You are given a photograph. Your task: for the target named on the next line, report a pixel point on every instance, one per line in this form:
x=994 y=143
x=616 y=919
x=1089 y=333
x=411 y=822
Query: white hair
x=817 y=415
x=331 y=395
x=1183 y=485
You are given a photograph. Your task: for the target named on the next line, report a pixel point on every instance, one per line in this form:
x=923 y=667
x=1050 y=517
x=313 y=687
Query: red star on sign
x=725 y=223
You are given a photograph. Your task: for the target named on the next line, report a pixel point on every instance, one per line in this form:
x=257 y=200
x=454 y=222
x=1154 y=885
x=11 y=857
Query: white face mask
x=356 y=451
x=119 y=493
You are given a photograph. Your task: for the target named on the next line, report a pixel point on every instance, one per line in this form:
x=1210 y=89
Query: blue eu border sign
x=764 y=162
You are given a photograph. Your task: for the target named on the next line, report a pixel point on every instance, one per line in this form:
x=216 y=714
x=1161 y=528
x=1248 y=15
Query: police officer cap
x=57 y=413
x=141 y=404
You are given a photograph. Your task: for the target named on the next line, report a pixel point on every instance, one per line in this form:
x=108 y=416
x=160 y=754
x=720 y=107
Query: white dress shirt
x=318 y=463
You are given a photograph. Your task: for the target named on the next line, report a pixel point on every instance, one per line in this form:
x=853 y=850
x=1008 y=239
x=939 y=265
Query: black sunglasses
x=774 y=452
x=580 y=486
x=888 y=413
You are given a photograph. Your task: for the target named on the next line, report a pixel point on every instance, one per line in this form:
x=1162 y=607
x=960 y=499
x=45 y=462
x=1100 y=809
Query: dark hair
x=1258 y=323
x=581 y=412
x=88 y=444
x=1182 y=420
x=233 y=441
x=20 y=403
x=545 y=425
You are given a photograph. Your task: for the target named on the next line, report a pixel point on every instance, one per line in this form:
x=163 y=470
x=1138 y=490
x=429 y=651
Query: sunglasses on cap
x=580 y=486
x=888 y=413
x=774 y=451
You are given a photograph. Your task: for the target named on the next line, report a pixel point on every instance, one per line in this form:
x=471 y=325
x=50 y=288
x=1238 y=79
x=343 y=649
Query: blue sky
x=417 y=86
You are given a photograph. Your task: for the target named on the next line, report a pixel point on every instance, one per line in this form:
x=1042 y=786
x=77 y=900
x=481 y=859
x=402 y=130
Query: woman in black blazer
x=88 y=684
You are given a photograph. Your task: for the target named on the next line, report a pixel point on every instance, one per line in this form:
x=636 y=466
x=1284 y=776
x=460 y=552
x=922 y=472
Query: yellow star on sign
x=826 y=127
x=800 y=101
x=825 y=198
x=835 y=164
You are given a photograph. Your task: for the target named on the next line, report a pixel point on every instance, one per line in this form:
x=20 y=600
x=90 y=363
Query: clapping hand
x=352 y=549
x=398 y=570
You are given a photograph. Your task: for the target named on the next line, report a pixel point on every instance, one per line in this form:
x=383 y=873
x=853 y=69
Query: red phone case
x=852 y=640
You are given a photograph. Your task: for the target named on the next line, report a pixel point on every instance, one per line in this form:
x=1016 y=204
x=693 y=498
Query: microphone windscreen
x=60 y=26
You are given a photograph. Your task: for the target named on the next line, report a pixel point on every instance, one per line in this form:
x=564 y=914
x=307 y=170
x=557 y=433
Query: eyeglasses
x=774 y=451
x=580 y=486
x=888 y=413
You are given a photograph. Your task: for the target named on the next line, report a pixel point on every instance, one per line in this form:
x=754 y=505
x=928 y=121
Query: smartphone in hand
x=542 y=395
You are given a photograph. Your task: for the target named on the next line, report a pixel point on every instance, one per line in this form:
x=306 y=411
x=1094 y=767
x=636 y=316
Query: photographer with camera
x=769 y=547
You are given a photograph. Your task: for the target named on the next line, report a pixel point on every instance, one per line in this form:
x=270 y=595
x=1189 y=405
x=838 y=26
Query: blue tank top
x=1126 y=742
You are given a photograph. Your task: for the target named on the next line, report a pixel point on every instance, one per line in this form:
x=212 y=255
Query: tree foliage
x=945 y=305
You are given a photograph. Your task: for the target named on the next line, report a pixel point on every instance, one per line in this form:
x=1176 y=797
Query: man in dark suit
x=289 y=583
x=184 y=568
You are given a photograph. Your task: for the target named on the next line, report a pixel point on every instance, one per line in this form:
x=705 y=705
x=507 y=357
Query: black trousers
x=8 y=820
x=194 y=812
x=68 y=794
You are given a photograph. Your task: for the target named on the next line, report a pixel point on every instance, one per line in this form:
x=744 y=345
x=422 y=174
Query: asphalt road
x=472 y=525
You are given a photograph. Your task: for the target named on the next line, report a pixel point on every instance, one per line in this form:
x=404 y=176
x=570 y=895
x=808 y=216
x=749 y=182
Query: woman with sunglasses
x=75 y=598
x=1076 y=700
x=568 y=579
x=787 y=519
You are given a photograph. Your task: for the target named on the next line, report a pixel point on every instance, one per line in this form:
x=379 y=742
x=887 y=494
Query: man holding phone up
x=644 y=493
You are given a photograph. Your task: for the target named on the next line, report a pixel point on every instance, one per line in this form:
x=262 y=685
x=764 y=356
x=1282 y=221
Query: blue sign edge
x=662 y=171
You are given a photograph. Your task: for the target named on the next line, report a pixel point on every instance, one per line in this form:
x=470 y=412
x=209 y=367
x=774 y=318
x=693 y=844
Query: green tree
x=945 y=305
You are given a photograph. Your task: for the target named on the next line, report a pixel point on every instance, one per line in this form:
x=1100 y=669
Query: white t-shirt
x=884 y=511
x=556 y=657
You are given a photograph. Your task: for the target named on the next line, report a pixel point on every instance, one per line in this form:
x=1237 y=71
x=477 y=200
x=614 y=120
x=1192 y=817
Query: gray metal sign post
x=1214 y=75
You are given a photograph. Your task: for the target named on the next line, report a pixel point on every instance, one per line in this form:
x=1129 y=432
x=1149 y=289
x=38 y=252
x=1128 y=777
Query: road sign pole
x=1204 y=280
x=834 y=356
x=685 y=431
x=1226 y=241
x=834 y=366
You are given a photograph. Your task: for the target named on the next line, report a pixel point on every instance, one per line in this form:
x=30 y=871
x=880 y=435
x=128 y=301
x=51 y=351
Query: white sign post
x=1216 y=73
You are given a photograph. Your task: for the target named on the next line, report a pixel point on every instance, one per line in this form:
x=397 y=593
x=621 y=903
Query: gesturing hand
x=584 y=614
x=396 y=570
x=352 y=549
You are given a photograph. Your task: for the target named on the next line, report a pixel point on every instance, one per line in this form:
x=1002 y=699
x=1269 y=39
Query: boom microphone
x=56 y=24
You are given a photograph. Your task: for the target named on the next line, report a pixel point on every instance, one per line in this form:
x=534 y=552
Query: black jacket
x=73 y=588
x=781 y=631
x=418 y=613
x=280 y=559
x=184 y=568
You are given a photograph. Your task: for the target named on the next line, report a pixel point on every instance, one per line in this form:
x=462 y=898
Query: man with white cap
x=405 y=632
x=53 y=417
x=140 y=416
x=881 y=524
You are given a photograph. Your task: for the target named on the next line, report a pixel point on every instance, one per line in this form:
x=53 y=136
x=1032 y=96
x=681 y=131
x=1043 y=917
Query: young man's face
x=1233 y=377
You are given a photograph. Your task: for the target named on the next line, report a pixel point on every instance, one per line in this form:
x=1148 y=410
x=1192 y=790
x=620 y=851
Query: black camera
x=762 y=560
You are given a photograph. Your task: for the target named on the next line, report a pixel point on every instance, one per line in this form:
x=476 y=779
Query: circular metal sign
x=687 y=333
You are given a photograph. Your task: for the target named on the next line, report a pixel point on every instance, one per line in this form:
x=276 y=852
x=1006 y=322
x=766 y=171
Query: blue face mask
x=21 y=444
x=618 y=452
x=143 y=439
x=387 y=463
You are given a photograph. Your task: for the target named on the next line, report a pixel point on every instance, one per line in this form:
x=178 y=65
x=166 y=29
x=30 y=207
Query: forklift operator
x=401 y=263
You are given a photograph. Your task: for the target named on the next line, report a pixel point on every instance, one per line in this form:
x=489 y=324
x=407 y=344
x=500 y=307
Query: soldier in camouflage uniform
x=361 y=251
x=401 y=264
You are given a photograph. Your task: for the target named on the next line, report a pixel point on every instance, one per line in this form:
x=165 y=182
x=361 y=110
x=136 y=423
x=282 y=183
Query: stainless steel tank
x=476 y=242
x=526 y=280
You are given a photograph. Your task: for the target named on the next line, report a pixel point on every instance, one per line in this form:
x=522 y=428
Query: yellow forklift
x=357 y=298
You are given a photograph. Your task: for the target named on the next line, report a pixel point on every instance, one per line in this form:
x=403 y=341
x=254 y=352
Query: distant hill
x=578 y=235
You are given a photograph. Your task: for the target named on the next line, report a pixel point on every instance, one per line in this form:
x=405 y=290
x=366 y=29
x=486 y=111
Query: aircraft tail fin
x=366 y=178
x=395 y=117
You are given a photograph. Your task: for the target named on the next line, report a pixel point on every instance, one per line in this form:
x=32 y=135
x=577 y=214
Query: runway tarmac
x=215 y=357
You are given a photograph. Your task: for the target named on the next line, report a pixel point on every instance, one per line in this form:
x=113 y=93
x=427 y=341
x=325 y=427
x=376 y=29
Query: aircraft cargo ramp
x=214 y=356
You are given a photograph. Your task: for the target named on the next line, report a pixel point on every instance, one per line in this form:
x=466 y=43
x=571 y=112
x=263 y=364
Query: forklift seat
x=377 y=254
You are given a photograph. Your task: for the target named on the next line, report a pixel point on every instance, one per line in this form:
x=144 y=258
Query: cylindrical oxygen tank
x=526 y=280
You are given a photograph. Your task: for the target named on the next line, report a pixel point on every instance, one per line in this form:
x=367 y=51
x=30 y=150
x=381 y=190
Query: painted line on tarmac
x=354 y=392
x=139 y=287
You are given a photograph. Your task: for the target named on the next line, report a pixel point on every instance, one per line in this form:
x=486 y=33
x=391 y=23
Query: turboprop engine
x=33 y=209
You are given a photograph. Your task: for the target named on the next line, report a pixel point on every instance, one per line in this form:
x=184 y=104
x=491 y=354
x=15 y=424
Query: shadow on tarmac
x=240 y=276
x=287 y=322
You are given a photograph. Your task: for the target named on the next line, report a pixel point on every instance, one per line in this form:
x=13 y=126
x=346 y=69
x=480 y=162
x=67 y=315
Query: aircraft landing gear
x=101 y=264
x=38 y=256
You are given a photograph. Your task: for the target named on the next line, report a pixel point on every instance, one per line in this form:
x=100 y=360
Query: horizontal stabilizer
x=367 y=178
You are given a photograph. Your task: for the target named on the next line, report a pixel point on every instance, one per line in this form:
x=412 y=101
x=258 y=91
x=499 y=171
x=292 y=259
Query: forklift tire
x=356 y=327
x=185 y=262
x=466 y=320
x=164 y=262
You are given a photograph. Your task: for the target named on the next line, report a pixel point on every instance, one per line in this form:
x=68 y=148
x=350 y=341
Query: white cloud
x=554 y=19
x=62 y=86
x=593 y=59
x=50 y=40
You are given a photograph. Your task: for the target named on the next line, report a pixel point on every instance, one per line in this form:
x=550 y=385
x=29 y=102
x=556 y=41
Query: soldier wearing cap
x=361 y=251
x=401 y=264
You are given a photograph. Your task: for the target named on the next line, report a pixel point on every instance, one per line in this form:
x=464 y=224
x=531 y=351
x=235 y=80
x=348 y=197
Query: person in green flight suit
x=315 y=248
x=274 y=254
....
**Required action**
Everything from the line with "x=108 y=416" through the line with "x=163 y=470" in the listing above must be retyped exactly, with nothing added.

**Answer to the problem**
x=108 y=416
x=160 y=754
x=720 y=107
Query: white dress shirt
x=318 y=463
You are given a photograph. Your task: for the target named on the next line, report a pixel point on every instance, one per line in this form:
x=853 y=850
x=1008 y=239
x=939 y=265
Query: black sunglasses
x=774 y=452
x=580 y=486
x=888 y=413
You are given a photograph. Your task: for the target named on the next line, report a pixel point on every instance, one per line in this form:
x=1162 y=607
x=960 y=499
x=45 y=462
x=1100 y=809
Query: dark hair
x=1258 y=323
x=581 y=412
x=88 y=444
x=1182 y=420
x=233 y=441
x=20 y=403
x=545 y=425
You are given a photograph. Your task: for the target named on the next line, report a pixel point on every instance, one per line in this form:
x=163 y=470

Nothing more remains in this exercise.